### Short problem
Retype each line of the entries below with no changes.

### Material provided
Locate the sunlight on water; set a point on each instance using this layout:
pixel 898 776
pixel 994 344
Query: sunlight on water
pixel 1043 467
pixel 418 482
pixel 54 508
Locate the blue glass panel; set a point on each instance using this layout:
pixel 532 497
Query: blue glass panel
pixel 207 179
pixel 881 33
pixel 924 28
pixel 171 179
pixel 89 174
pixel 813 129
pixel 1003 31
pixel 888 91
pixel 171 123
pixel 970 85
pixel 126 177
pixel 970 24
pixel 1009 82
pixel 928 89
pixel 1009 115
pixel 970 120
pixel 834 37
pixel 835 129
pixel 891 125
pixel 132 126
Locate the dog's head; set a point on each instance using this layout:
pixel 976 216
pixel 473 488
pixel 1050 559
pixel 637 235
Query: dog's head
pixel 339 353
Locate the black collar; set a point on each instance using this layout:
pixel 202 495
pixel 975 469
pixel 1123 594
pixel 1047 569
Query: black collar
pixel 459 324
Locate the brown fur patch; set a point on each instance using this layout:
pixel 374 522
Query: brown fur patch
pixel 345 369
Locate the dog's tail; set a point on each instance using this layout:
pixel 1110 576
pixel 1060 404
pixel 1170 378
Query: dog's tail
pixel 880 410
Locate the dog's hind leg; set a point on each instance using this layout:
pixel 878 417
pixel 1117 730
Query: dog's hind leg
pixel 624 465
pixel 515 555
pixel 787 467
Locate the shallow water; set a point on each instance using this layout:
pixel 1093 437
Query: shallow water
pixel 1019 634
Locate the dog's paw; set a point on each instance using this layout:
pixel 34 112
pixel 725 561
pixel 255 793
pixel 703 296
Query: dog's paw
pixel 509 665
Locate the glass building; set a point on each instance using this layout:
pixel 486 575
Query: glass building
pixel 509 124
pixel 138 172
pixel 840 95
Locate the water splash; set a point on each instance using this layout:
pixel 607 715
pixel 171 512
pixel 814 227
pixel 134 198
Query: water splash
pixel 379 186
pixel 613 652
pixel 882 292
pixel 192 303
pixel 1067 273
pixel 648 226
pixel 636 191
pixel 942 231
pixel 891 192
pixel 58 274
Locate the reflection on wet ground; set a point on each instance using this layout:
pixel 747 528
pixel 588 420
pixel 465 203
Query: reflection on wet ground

### Response to this task
Locate the sunlight on water; set a point on each instance using this layout:
pixel 898 776
pixel 994 344
Query: sunlight on water
pixel 1043 467
pixel 418 482
pixel 54 508
Locate the blue glass panel; set a point on each instance using this layout:
pixel 532 497
Query: blue glass panel
pixel 207 179
pixel 881 33
pixel 924 28
pixel 171 179
pixel 89 174
pixel 813 129
pixel 1003 31
pixel 888 91
pixel 171 123
pixel 970 85
pixel 126 177
pixel 970 24
pixel 1009 82
pixel 928 89
pixel 1009 115
pixel 970 120
pixel 834 37
pixel 835 129
pixel 891 125
pixel 132 126
Locate the dog's head; set a point on each instance using this layout:
pixel 976 216
pixel 473 488
pixel 1050 559
pixel 637 235
Query: dog's head
pixel 339 353
Locate the black collar; set a point on each instance using this layout:
pixel 202 495
pixel 975 469
pixel 1123 594
pixel 1047 569
Query: black collar
pixel 459 324
Locate the brown fur patch; set a point on each instance using this layout:
pixel 374 522
Query: brown fur patch
pixel 345 369
Locate the dog's tail; set a point on each instance using this layout:
pixel 1110 576
pixel 1060 404
pixel 1170 378
Query: dog's tail
pixel 880 410
Locate the dog's hind leg; set a point on each instance using this layout:
pixel 878 417
pixel 1117 730
Query: dog's hind leg
pixel 624 465
pixel 515 555
pixel 787 467
Locate the shallow water; set a point on each instance using this layout:
pixel 1093 437
Query: shallow water
pixel 1019 634
Locate the dog's paw; set a point on each instance using this layout:
pixel 34 112
pixel 725 561
pixel 255 793
pixel 703 296
Query: dog's paw
pixel 509 665
Locate the glass building; set a point on each instance using this layout:
pixel 486 575
Query: glass building
pixel 509 124
pixel 138 172
pixel 840 95
Locate the water splash; set a point on each instance using this layout:
pixel 607 715
pixel 171 512
pixel 814 227
pixel 134 198
Query: water splash
pixel 379 186
pixel 613 652
pixel 882 292
pixel 192 303
pixel 1067 273
pixel 648 226
pixel 636 191
pixel 942 231
pixel 891 192
pixel 58 274
Locate the reflection on wet ground; set a point on each instance using this layout:
pixel 747 528
pixel 588 420
pixel 465 203
Query: reflection on wet ground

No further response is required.